▸ **Data lines**
====================

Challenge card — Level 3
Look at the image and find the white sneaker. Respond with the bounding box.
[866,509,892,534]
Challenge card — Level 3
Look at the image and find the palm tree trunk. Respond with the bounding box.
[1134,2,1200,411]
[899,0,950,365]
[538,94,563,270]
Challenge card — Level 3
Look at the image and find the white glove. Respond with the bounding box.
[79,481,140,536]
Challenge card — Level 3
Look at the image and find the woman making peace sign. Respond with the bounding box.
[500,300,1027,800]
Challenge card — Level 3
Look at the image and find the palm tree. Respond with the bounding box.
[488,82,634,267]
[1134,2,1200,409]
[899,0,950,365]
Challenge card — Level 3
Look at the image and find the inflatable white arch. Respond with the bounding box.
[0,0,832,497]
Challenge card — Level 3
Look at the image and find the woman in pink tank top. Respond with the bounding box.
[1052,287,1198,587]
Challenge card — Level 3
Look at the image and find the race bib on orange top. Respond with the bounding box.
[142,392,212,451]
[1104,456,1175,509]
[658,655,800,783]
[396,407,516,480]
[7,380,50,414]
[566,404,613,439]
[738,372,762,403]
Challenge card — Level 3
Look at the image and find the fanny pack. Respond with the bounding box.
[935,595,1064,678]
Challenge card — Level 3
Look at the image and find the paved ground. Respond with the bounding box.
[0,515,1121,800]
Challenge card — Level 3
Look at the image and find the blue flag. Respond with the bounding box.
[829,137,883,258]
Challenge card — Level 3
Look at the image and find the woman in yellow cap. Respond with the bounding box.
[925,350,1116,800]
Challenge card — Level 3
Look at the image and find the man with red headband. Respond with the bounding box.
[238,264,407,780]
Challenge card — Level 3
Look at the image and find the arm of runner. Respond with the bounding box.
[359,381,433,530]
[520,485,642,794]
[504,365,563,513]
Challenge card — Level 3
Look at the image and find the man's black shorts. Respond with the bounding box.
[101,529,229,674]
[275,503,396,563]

====================

▸ **TASK STATEMENT**
Format every line of the listing above as a JSON array of strings, with one string per line and no blank lines.

▸ **ANSWER**
[
  "Challenge card — Level 3",
  "Look at the image and find the white sneaker. Respond with the bounding box.",
  "[866,509,892,534]",
  "Challenge card — Level 3",
  "Look at the image and find the palm tree trunk. Respond with the bounding box.",
  "[1134,2,1200,411]",
  "[899,0,950,365]",
  "[538,94,563,270]",
  "Challenge card — Level 3",
  "Look at the image and find the white glove. Respond with the bounding box.",
  "[79,481,140,536]",
  "Challenge card — Level 3",
  "Look at the image and find the woman making peace sign. Respond with the bounding box.",
  "[500,300,1027,800]",
  "Challenge card — Level 3",
  "Look at the image and find the palm tree. Respond with the bounding box.",
  "[488,82,634,267]",
  "[1134,2,1200,409]",
  "[899,0,950,365]",
  "Challenge card — Level 3",
  "Look at the image and find the inflatable white arch. Respond with the bounding box.",
  "[0,0,832,497]",
  "Challenge card — Level 3",
  "Look at the image and find the woman in pink tank top. Respond with the bounding box.",
  "[1052,287,1198,587]",
  "Challenge card — Level 3",
  "Look at the image and find the race bib on orange top. Respond with the bounding box.",
  "[142,392,212,451]",
  "[1104,456,1175,509]",
  "[658,655,800,783]",
  "[396,407,516,480]",
  "[7,380,50,414]",
  "[566,404,613,439]",
  "[738,372,762,403]",
  "Challenge card — Level 3",
  "Look at the image and find the fanny pack. Respond with the bounding box.",
  "[935,595,1064,678]",
  "Challenge card — Level 3",
  "Look at the image and find the paved ground. Respond with the bounding box.",
  "[0,515,1121,800]",
  "Challenge card — Level 3",
  "Look at the image and find the blue flag. Respond with the bounding box.",
  "[829,137,883,258]",
  "Challenge card — Level 3",
  "Look at the image and find the woman in yellow cap. Respond with the bounding box.",
  "[925,350,1116,800]",
  "Challenge card — Level 3",
  "Look at the image and find the man with red headband. Respond with the bounding box.",
  "[238,264,407,780]",
  "Challenge card — Level 3",
  "Look at the image and find the arm of runner. Respond with the bounding box.",
  "[359,381,433,530]",
  "[520,485,642,794]",
  "[504,365,563,513]",
  "Challenge card — Level 3",
  "Look at the image and find the man's black shorts. Respond with the bounding box.",
  "[101,529,229,674]",
  "[275,503,396,563]"
]